**WHAT TO PRODUCE**
Return each of the entries below precisely as it appears.

[Items from a dataset]
· · ·

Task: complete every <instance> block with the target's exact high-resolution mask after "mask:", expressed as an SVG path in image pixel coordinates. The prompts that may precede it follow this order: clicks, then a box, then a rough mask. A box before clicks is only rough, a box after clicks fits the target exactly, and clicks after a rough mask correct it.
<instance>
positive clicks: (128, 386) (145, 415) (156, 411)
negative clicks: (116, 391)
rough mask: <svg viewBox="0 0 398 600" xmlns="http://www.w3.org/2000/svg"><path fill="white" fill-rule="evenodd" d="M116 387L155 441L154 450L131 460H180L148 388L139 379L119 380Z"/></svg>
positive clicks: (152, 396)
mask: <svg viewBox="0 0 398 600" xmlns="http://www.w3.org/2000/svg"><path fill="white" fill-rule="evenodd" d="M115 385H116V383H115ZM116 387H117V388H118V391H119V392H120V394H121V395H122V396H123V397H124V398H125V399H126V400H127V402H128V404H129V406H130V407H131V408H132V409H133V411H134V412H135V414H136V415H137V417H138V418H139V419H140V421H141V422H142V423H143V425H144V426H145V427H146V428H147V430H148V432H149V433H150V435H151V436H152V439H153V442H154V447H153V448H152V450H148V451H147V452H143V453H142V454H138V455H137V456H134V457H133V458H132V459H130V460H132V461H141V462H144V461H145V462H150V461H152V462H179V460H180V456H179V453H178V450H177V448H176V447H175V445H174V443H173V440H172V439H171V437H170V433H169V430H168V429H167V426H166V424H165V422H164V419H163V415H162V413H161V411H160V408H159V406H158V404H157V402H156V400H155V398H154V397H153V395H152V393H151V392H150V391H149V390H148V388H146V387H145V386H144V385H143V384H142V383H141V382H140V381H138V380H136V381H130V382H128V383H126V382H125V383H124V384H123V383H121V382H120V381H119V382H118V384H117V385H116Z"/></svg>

· · ·

**SOLUTION TO THE PROBLEM**
Task: complete every <instance> block with the target's exact high-resolution mask after "mask:", expressed as an SVG path in image pixel coordinates. The prompts that may precede it follow this order: clicks, then a box, then a rough mask. A box before clicks is only rough, a box after clicks fits the target exactly, and clicks after a rough mask correct it.
<instance>
positive clicks: (128, 386) (145, 415) (156, 411)
negative clicks: (116, 391)
rough mask: <svg viewBox="0 0 398 600" xmlns="http://www.w3.org/2000/svg"><path fill="white" fill-rule="evenodd" d="M116 387L155 441L154 450L131 460H180L148 388L139 379L119 380Z"/></svg>
positive clicks: (152, 396)
mask: <svg viewBox="0 0 398 600" xmlns="http://www.w3.org/2000/svg"><path fill="white" fill-rule="evenodd" d="M115 385H116V383H115ZM116 387H117V388H118V391H119V392H120V394H121V395H122V396H123V397H124V398H125V399H126V400H127V402H128V404H129V406H130V407H131V408H132V409H133V411H134V412H135V414H136V415H137V417H138V418H139V419H140V421H141V422H142V423H143V425H144V426H145V427H146V428H147V430H148V432H149V433H150V435H151V436H152V439H153V442H154V447H153V448H152V450H148V451H147V452H143V453H142V454H138V455H137V456H134V457H133V458H132V459H130V460H132V461H141V462H144V461H145V462H150V461H152V462H179V460H180V456H179V453H178V450H177V448H176V447H175V445H174V443H173V440H172V439H171V437H170V433H169V430H168V429H167V426H166V424H165V422H164V419H163V415H162V413H161V411H160V408H159V406H158V404H157V402H156V400H155V398H154V397H153V395H152V393H151V392H150V391H149V390H148V388H146V387H145V386H144V385H143V384H142V383H141V382H140V381H138V380H136V381H130V382H128V383H126V382H125V383H124V384H123V383H121V382H120V381H119V382H118V384H117V385H116Z"/></svg>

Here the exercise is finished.